PASSAGE SHOWN
-- Opening Marker --

This consensus procedure was designed to develop a numerical scale for assessing MPS I phenotypic severity at diagnosis to facilitate treatment decisions and patient communication.
Consensus was reached on a list of six items that were considered to be most important for phenotypically classifying MPS I patients at diagnosis (Table 2, 'final consensus list'). Our consensus procedure also identified several items generally considered to be major hallmarks of MPS I that were nevertheless excluded from the list of key items for the following reasons. First, the signs and symptoms important for establishing an MPS I diagnosis often do not differentiate between mild and severe phenotypes, e.g., umbilical or inguinal hernias, coarse facial features, and the presence or severity of corneal clouding and hepatosplenomegaly. Second, although some symptoms (e.g., hydrocephalus) are frequently encountered in young patients with severe phenotypes, the experts did not consider their absence to be an indicator of a mild phenotype. The 'diagnosis at a young age' item was also excluded because it can be influenced by several factors, such as diagnostic difficulties or delays in seeking medical attention. The age of onset of any of the six key signs and symptoms was considered to be a more valuable indicator of phenotypic severity. Finally, cognitive decline was not included as a key item because this item can only be assessed during follow-up (in contrast to developmental delay, which can usually be ascertained at the time of diagnosis).

-- Closing Marker --

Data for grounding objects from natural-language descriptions
-- Opening Marker --

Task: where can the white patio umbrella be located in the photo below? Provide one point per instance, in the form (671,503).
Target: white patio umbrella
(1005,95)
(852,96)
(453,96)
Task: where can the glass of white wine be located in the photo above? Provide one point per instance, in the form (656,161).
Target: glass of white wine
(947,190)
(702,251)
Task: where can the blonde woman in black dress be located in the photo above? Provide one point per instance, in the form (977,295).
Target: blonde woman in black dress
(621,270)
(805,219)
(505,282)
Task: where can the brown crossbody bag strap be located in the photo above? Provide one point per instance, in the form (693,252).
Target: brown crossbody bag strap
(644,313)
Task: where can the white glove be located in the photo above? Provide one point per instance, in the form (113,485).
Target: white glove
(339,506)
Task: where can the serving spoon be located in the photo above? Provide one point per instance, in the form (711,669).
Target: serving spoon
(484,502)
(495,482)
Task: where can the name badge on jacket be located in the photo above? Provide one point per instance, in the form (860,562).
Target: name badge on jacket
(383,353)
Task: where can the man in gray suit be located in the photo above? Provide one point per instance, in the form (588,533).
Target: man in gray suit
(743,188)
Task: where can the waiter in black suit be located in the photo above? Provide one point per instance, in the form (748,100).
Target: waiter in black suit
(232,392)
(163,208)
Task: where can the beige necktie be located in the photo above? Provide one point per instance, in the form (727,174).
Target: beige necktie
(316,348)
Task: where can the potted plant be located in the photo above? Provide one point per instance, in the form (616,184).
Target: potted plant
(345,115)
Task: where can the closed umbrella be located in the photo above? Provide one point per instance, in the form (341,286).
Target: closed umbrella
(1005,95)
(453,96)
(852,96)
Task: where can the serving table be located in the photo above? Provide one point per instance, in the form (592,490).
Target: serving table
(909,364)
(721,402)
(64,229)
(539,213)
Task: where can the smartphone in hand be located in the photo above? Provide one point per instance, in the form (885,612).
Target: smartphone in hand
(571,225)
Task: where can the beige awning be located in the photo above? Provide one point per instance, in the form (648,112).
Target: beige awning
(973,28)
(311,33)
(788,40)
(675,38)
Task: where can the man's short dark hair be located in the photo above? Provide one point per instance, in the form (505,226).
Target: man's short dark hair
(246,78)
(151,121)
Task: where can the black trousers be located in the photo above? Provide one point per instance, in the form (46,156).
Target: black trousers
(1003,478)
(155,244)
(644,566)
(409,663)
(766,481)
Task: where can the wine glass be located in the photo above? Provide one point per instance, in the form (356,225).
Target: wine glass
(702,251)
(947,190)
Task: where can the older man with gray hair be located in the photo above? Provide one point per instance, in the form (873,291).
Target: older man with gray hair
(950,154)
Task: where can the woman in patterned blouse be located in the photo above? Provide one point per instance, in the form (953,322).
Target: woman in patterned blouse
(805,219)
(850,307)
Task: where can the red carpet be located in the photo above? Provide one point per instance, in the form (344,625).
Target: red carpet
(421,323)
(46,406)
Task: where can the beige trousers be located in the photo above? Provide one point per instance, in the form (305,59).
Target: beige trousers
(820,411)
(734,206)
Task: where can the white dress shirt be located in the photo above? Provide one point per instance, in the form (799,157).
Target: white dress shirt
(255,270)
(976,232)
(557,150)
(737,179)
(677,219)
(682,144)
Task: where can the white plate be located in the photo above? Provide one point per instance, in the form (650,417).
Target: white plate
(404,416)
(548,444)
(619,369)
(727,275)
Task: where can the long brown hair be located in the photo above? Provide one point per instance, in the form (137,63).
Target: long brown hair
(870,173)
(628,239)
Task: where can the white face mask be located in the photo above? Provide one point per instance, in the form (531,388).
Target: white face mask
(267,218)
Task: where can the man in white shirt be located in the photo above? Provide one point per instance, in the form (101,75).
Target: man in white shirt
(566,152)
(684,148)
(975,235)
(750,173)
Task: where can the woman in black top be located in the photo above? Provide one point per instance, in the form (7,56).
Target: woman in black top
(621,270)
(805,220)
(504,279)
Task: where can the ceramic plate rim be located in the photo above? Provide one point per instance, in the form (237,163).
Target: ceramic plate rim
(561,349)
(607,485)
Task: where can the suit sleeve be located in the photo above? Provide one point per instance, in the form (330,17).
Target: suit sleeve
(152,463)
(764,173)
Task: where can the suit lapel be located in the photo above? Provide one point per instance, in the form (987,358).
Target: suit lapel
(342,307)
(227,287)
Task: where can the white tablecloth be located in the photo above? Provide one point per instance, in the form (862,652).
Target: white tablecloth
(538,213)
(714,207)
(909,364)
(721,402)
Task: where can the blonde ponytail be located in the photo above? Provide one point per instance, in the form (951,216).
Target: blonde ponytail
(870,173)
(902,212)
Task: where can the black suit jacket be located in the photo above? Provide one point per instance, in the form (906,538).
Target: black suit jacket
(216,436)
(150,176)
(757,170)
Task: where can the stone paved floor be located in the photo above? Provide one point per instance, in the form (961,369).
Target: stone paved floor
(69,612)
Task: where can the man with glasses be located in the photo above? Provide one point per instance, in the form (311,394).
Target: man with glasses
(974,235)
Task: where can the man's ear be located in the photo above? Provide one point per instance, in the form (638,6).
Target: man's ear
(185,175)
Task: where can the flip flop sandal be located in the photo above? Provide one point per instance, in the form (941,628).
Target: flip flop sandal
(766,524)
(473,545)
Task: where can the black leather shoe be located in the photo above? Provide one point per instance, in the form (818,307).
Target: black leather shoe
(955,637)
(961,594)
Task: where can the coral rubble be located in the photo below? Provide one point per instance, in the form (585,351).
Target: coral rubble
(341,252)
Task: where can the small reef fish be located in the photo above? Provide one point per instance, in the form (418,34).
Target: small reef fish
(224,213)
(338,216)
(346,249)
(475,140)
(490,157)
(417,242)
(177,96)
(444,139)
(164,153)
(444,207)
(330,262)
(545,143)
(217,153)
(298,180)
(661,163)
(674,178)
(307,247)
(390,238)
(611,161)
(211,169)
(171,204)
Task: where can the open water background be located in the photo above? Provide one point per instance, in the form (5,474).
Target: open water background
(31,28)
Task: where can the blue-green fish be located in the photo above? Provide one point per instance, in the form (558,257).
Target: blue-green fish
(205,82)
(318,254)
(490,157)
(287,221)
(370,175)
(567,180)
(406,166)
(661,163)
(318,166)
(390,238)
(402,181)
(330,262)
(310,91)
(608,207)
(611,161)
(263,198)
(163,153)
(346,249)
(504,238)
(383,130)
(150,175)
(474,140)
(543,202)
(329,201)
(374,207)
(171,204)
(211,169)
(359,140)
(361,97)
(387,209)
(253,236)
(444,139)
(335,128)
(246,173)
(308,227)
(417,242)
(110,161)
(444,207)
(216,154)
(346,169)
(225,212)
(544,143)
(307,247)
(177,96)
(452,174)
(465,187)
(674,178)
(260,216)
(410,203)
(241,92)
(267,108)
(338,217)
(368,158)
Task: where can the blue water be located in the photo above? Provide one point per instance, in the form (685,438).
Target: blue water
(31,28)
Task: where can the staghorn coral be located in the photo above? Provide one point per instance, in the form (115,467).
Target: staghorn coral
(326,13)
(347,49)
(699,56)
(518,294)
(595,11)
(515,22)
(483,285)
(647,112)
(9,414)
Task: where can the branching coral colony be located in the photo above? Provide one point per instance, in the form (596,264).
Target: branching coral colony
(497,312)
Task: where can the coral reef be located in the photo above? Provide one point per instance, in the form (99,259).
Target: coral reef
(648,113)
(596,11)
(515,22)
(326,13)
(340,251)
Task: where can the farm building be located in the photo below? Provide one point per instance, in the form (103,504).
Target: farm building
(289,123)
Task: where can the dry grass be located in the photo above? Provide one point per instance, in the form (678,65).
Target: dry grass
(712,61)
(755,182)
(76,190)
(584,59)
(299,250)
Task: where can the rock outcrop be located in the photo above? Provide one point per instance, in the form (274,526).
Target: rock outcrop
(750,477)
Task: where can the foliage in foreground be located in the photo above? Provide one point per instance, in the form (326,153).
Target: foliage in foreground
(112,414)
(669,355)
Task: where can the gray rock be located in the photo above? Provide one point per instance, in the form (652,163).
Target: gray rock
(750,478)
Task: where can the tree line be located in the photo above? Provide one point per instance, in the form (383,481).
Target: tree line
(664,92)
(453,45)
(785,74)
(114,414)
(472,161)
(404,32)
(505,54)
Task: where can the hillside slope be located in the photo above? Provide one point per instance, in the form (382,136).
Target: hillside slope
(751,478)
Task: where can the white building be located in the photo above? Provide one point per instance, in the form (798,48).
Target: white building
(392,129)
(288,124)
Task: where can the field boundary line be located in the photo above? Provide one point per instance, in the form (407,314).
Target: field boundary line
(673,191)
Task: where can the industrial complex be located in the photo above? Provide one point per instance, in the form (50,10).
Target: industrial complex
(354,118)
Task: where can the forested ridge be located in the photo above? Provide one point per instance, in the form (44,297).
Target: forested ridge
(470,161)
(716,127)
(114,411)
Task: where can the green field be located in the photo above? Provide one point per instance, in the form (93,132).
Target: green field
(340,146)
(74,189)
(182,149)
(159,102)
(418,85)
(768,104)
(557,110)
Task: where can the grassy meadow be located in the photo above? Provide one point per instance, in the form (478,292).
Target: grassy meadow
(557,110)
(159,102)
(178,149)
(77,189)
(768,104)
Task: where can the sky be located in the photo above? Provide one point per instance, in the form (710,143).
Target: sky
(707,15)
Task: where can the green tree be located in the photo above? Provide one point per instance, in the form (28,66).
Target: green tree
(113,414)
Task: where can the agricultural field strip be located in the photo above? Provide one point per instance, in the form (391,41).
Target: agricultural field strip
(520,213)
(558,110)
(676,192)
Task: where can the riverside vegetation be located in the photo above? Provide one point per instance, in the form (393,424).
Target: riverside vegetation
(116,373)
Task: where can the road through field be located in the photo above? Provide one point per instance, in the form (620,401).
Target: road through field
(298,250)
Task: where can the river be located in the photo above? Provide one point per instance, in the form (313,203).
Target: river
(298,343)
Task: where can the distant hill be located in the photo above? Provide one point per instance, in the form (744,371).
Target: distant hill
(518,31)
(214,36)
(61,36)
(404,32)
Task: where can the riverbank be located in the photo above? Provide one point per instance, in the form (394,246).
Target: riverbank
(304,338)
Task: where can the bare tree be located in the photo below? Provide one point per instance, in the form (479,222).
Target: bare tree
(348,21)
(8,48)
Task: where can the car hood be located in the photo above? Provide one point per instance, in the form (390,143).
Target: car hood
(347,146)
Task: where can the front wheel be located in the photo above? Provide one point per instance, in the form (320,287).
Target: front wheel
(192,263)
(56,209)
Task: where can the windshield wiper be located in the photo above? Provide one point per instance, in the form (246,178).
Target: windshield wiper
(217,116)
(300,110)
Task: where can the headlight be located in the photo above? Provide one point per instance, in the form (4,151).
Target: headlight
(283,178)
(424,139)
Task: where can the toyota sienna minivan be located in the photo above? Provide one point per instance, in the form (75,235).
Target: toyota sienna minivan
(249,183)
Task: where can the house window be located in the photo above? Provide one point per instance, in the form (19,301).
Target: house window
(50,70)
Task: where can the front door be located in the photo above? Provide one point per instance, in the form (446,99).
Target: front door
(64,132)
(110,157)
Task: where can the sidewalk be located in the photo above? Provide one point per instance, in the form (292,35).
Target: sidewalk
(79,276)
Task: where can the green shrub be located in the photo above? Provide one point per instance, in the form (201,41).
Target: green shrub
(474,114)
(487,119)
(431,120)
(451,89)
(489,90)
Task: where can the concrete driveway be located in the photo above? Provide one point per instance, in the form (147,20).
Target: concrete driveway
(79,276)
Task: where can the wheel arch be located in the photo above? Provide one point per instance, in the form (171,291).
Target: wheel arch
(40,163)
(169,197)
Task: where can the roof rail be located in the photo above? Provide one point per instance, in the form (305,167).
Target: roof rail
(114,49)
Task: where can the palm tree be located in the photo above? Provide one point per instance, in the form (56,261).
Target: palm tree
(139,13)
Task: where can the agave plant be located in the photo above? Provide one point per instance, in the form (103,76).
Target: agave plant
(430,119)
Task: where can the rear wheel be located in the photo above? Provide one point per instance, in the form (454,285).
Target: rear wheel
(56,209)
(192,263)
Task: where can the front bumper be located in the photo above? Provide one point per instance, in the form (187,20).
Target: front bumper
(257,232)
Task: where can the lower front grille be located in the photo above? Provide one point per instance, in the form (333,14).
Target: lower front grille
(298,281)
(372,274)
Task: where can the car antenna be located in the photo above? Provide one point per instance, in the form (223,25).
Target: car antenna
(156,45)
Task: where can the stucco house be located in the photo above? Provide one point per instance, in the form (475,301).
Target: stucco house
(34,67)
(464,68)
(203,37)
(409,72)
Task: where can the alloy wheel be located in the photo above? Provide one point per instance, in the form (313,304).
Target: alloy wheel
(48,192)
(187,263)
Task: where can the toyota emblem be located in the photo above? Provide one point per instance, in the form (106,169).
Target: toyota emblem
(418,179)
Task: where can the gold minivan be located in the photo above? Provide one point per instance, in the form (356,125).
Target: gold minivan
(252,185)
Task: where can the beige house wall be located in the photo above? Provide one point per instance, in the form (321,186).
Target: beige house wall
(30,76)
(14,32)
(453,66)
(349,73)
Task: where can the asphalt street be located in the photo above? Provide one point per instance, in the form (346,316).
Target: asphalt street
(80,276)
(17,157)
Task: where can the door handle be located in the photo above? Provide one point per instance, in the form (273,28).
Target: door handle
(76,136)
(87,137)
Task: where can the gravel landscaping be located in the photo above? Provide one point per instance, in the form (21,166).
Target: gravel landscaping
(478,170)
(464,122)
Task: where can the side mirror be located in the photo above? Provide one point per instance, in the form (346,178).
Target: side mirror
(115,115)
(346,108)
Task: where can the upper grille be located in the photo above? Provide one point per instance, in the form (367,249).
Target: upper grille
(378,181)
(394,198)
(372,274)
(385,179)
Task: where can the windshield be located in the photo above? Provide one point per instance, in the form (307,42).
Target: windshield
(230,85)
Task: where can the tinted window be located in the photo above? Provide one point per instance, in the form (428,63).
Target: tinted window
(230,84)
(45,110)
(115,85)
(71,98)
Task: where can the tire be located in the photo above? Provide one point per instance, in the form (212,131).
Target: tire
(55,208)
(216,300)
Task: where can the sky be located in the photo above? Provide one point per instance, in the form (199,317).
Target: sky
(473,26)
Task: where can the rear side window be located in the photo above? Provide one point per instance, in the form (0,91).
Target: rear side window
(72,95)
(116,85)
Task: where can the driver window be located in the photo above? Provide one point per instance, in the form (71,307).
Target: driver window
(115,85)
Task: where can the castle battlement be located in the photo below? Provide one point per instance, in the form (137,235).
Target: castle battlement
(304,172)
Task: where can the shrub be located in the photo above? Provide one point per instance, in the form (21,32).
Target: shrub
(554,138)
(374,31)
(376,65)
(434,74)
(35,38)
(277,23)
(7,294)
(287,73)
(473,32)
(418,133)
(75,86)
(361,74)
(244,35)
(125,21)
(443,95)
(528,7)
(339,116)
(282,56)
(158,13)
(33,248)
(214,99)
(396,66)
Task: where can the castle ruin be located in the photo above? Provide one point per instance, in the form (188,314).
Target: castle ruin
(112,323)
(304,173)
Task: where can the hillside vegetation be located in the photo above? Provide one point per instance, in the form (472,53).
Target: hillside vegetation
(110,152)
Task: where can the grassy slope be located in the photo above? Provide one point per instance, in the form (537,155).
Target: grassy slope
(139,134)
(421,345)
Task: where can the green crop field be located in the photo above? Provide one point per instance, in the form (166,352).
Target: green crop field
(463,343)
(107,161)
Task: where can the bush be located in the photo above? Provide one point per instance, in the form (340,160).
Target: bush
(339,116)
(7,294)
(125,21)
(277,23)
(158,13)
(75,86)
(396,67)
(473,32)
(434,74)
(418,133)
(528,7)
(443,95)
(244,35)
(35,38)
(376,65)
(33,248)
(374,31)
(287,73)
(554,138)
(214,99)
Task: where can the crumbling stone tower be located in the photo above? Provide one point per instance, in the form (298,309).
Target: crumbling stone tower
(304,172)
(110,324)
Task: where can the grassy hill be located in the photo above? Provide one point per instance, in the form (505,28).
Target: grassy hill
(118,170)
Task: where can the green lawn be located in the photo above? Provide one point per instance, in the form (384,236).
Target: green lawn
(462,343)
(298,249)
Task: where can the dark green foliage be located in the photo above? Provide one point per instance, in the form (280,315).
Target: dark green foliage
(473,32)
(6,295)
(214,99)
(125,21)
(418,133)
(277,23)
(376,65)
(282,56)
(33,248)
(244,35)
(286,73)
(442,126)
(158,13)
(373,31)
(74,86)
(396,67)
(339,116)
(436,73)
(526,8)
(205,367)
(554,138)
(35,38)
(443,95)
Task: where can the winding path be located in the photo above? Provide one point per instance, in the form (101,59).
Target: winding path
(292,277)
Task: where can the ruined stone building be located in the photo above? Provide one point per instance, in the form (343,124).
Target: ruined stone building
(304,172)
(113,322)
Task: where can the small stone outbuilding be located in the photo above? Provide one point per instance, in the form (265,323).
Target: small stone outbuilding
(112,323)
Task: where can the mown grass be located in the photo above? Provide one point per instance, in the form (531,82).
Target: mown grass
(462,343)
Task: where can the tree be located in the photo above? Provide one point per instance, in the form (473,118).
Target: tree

-- Closing Marker --

WHAT YOU NEED TO DO
1. In the passage on MPS I severity classification, why was cognitive decline excluded from the key items?
2. Carry on the passage on MPS I severity classification from its last sentence.
These entries have no connection to the passage on MPS I severity classification.

RESPONSES FOR EACH TASK
1. It can only be assessed during follow-up.

2.
As a result of the process of item generation, selection and validation, we decided that constructing a reliable numerical scale for assessing phenotypic severity in MPS I patients was not feasible due to the remarkable variability in the expert assessments (Figures 1 and 2), which resulted in a large inter-observer variability. As a result, the expert score that served as the 'gold standard' proved to be unreliable. Even in the patients with high median expert scores, indicating a severe phenotype, the individual expert scores varied considerably, with some experts also assigning the cases intermediate scores (Figures 1 and 2). As a result of this variability among the expert assessments, there would always be patients (even those with the most severe MPS I-H phenotype) whose severity scores from a system based on the six selected items would differ considerably from the median expert score and from a severity score given by several of the experts.
Comparably significant variability in expert severity assessment will likely also occur for other rare diseases, including other lysosomal storage diseases, in which there are pleiotropic and progressive disease manifestations. Although the methods applied in our study may be used to tease out factors related to assessing disease severity that are comparable to the six key items that we obtained for MPS I (Table 2), constructing a reliable severity scale based on clinical signs and symptoms may often be impossible.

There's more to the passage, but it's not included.